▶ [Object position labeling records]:
* * * * *

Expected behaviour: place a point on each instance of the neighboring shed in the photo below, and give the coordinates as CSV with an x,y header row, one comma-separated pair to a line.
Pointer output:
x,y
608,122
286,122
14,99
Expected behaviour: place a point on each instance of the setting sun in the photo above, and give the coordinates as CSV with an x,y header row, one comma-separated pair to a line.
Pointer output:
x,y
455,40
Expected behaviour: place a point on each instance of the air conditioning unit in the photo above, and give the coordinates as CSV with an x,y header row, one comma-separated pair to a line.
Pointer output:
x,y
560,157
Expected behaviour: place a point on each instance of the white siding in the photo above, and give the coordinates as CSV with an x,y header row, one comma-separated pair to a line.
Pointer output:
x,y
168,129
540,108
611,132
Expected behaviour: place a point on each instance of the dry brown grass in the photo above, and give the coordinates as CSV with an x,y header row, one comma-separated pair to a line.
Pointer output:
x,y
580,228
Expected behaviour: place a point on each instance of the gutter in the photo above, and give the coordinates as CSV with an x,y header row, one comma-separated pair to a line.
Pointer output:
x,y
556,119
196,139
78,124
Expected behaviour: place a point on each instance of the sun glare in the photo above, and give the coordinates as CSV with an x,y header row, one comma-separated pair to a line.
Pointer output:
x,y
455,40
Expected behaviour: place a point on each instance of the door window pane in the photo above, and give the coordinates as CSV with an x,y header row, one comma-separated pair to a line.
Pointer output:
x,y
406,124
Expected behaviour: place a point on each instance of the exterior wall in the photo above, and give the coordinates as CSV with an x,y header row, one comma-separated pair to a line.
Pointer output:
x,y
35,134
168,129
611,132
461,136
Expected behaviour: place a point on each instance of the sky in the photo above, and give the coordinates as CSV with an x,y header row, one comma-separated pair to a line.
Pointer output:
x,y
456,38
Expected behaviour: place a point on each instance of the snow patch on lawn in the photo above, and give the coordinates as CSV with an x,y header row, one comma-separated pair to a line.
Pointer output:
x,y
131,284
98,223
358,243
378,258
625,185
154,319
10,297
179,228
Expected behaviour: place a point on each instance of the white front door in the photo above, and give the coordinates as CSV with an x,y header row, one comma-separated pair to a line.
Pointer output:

* * * * *

▶ [Problem description]:
Quote every one of the records above word for word, keeping each line as it appears.

▶ [Correct output]:
Expected behaviour: place a point on each instance of the neighboring shed in the photo below, and give the coordinates as CSV with an x,y header row, one comma-separated pair to a line.
Pointer output:
x,y
608,122
286,122
14,99
Expected behaviour: place a point on each instance of the setting sun in the photo above, and give the coordinates as CSV with an x,y header row, one comma-separated pair to a line.
Pointer output:
x,y
455,40
Expected behaviour: place a point on each instance of the air conditioning unit in the photo above, and give the coordinates as CSV with an x,y header row, one comma-separated pair to a line.
Pointer output:
x,y
560,157
Expected behaviour: place a point on each instance of the white siding in the photo above, and give the coordinates as CSV with an x,y header row, one comma-separated pair to a line.
Pointer output:
x,y
168,129
540,108
611,132
Expected behaviour: place a point on each instance of the dry brown grass in the photo above, and give the coordinates as CSV with an x,y header row, one comma-separated pair to a line.
Pointer output:
x,y
580,228
Expected behaviour: place a point on each instance of the gutter in the photo above, and give the coordinates as CSV with an x,y header row, one comma-separated pair to a line.
Pointer output:
x,y
556,119
196,139
78,124
Expected behaviour: place a point on each instance of the sun glare in the photo above, and give the coordinates as CSV with an x,y header row, one comma-separated pair to a line.
Pointer output:
x,y
455,40
Expected behaviour: place a point on each instance of the door window pane in the photo above, and give the coordinates as CSV with an x,y header row, one comma-separated pair to a line.
Pointer output:
x,y
406,124
Expected behaviour: place a point on each instance of the exterior wall in the photo above, and give the coordinates as CSV with an x,y header row, one comma-separated pair to a line.
Pointer output:
x,y
35,134
168,129
611,132
461,136
Expected behaviour: place a point on each instance of the sky in the photo above, and give the coordinates as CSV with an x,y header row, one comma-separated pair to a line.
Pointer output:
x,y
456,38
Expected behaviour: place a point on each instance of the snow patch on lawn in the photo above, and give the coordinates as CSV with an x,y header row, one comma-separated pair to a line.
Pointer output:
x,y
131,284
98,223
358,243
378,258
625,185
154,319
10,297
179,228
Expected behaviour: place a point on each instance of the white front door in the photo above, and give the coordinates as CSV with an x,y header row, one comma-separated pair to a line.
Pointer output:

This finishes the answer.